Supplied passage:
= = =

= List of new members of the 114th United States Congress =

The 114th United States Congress began on January 3, 2015. There were 13 new senators (one Democrat, 12 Republicans) and 59 new representatives (15 Democrats, 44 Republicans), as well as two new delegates (one Democrat, one Republican), at the start of its first session. Additionally, seven representatives (two Democrats, five Republicans) took office on various dates in order to fill vacancies during the 114th Congress before it ended on January 3, 2017.

The president of the House Democratic freshman class was Ted Lieu of California, while the president of the House Republican freshman class was Ken Buck of Colorado. Additionally, the Republican's freshmen liaison was Mimi Walters of California.

= = =

Set problem A:
Copy the 114th Congress article from "The president of the House Democratic" through "Walters of California.", inclusive, replacing each "freshman class" with "first-year class".
Set problem B:
Turn the paragraph of the 114th Congress article that opens "The 114th United States Congress began" into a bulleted list that keeps its main facts.

[Bounding box annotation entries]
= = =

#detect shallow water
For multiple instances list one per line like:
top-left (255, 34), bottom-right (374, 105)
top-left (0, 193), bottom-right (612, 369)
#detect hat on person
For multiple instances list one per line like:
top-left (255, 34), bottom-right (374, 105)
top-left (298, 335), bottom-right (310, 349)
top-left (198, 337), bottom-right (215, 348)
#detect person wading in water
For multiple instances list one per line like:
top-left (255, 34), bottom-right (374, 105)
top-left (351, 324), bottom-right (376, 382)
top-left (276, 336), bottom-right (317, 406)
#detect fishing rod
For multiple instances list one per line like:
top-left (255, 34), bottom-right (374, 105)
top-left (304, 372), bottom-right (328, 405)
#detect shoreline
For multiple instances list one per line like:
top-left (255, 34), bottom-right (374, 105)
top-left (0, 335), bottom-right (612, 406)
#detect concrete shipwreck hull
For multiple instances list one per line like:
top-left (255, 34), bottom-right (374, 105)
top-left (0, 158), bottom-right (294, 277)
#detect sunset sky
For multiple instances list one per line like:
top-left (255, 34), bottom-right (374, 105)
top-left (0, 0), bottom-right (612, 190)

= = =

Written reply A:
The president of the House Democratic first-year class was Ted Lieu of California, while the president of the House Republican first-year class was Ken Buck of Colorado. Additionally, the Republican's freshmen liaison was Mimi Walters of California.

Written reply B:
- Start date: January 3, 2015
- New senators at the start of the first session: 13 (1 Democrat, 12 Republicans)
- New representatives at the start of the first session: 59 (15 Democrats, 44 Republicans)
- New delegates at the start of the first session: 2 (1 Democrat, 1 Republican)
- Representatives who later filled vacancies: 7 (2 Democrats, 5 Republicans)
- End date: January 3, 2017